(Source data)
— begin —

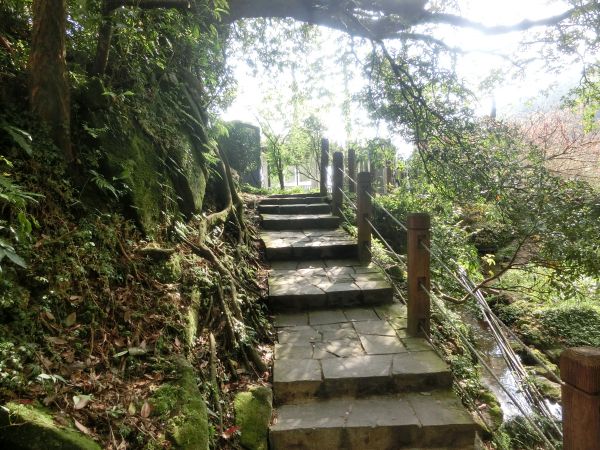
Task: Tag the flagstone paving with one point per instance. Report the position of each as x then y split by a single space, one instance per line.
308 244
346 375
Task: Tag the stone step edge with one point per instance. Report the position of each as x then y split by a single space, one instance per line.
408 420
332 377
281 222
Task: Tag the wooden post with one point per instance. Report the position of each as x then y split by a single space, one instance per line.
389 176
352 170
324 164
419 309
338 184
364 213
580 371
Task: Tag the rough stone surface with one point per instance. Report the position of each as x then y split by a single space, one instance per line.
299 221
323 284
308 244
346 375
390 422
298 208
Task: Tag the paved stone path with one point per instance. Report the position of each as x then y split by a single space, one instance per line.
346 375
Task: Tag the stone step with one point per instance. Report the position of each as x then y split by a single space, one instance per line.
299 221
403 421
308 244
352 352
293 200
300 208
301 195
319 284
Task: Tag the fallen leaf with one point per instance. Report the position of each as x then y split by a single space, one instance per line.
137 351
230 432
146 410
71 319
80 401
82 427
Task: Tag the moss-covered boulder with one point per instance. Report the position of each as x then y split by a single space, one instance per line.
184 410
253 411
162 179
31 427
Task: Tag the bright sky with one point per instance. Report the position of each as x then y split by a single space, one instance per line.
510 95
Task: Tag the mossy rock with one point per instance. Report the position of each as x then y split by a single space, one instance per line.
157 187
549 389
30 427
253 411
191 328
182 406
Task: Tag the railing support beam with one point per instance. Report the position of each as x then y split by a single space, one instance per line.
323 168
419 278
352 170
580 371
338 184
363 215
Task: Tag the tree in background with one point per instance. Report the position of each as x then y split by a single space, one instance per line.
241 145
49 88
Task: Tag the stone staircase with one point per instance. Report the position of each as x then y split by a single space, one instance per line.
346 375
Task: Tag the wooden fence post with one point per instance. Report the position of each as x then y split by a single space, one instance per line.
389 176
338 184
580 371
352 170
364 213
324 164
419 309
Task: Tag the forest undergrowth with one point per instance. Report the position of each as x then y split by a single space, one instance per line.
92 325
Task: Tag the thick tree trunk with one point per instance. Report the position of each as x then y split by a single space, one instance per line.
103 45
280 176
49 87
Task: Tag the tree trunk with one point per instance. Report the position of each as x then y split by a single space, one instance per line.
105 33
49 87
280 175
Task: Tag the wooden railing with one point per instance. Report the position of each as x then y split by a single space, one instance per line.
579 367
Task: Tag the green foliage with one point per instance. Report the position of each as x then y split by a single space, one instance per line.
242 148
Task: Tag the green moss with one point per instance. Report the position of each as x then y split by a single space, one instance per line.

— end —
— begin —

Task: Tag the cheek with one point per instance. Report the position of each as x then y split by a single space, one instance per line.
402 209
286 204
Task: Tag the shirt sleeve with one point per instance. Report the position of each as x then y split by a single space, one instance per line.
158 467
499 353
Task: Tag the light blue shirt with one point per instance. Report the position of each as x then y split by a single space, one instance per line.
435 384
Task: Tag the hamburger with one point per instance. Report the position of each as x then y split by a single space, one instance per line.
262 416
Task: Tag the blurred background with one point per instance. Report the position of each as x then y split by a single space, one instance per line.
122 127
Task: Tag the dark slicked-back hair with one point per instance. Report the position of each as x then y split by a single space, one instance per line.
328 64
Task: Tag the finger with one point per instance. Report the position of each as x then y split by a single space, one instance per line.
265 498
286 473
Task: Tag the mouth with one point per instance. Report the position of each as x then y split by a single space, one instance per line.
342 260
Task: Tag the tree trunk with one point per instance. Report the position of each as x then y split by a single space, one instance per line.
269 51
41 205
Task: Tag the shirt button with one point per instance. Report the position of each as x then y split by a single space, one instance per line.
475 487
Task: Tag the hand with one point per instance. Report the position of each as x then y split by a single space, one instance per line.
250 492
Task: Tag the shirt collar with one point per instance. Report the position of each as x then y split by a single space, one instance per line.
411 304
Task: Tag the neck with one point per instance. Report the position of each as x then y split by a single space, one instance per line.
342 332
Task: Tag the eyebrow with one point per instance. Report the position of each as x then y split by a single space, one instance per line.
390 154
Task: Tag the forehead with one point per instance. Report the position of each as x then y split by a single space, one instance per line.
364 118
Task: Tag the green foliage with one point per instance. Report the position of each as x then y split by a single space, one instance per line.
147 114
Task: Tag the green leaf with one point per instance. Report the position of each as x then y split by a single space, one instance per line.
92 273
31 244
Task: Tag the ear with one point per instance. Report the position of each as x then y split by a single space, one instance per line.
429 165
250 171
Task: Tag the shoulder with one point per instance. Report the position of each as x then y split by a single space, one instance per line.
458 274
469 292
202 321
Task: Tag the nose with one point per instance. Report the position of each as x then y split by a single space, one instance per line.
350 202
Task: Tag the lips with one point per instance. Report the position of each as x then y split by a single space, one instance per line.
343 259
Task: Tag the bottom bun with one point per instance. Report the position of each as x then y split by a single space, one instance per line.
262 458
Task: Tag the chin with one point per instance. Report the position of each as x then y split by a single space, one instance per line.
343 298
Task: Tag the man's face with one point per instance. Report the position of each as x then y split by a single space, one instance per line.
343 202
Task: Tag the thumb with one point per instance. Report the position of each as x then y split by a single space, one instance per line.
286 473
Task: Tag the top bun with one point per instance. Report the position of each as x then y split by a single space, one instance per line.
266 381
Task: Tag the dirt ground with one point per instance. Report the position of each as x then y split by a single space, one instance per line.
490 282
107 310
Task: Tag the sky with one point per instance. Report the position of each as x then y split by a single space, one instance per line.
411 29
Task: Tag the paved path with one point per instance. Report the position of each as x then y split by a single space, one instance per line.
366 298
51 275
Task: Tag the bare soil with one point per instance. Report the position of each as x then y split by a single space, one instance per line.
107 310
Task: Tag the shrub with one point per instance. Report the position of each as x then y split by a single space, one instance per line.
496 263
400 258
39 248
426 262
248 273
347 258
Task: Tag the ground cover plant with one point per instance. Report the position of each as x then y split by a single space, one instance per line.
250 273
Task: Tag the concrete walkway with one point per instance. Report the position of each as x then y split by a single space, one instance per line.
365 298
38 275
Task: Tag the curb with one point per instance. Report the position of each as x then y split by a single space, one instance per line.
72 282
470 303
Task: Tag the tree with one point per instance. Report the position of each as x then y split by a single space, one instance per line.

— end —
— begin —

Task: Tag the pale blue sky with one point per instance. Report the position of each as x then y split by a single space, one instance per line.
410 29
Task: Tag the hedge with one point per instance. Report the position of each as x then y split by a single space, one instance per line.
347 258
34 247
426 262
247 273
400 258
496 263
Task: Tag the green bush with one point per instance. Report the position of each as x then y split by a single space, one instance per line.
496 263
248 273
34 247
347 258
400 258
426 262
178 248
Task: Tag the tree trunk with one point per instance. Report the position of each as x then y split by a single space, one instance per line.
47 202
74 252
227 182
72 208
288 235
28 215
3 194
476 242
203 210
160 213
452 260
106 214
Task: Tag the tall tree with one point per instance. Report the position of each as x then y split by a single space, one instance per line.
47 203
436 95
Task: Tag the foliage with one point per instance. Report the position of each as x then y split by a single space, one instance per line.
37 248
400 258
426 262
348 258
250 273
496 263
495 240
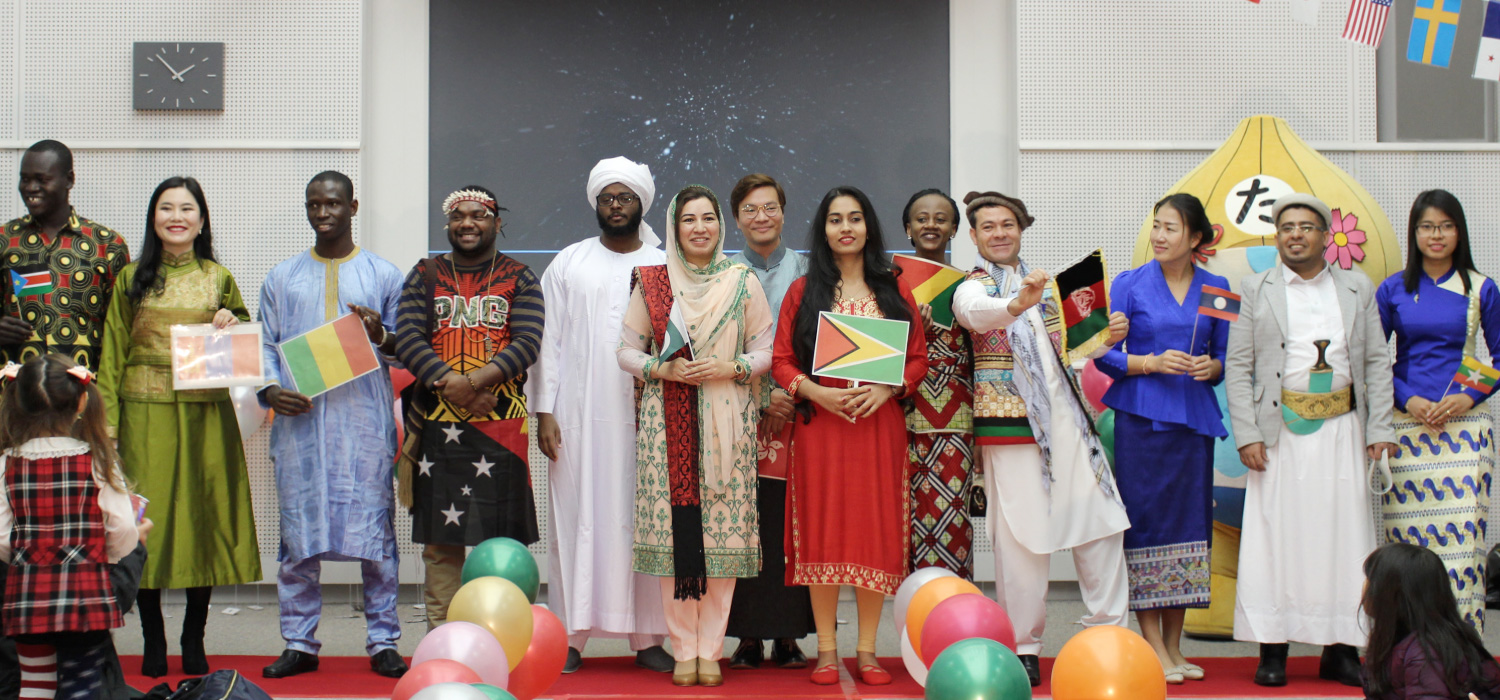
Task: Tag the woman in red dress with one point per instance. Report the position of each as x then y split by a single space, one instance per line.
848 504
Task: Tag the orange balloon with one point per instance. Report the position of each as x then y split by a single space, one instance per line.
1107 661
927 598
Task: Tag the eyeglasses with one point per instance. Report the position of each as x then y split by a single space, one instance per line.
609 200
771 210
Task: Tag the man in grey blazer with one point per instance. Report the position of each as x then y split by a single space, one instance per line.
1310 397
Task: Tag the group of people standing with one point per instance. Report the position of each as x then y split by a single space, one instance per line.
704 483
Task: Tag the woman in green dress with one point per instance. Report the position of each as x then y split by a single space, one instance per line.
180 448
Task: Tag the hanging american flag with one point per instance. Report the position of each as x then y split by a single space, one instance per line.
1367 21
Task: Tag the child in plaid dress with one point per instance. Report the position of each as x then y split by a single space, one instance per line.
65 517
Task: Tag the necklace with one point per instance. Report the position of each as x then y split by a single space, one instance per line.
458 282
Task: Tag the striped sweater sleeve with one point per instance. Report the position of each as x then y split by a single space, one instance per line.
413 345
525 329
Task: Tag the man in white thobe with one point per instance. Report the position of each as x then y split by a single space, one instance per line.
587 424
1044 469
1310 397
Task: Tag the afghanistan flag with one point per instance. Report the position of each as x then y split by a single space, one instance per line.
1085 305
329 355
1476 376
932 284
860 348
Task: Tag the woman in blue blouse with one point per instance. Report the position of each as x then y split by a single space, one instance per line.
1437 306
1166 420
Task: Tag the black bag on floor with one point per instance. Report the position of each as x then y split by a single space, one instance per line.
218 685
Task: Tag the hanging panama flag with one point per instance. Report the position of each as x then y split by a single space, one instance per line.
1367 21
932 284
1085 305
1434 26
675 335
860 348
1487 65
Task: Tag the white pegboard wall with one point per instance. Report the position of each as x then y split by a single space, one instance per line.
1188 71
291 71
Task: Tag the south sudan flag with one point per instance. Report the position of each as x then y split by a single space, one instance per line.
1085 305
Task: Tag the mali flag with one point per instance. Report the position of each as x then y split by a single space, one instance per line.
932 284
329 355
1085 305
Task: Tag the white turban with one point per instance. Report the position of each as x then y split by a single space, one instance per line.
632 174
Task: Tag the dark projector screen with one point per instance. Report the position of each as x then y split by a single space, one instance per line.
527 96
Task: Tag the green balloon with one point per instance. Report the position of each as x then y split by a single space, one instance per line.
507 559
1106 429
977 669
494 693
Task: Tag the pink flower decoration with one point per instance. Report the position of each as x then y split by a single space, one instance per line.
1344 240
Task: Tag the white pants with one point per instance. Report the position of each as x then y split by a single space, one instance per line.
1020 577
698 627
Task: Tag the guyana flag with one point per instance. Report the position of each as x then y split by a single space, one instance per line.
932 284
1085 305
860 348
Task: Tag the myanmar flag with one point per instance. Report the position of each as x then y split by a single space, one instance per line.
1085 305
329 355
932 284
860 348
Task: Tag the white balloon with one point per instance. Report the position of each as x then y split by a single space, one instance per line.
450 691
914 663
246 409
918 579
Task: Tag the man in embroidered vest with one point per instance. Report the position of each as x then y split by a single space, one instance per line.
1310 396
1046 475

— end —

Directions for this task: Change "concrete walkway" to "paved sidewalk" in the items from the line with "Task: Tag the ground" up to and including the line with "Task: Tag the tree with", and give those lines again with nothing else altered.

The completed task:
Task: Tag the ground cover plant with one point per instance. Report the position of each as x then y split by a single space, one instance per line.
250 273
Task: Tag the paved sidewalk with one point per instance. Report the position of each as x then y split by a single space, one instance per line.
365 298
38 275
Task: Tag the curb with one point per instance. Report the position of each as x then y split by a single space, one instance per line.
72 282
470 303
Task: Tag the tree with one point per instance. Report the position of each as x then y split by a single space, one instance per line.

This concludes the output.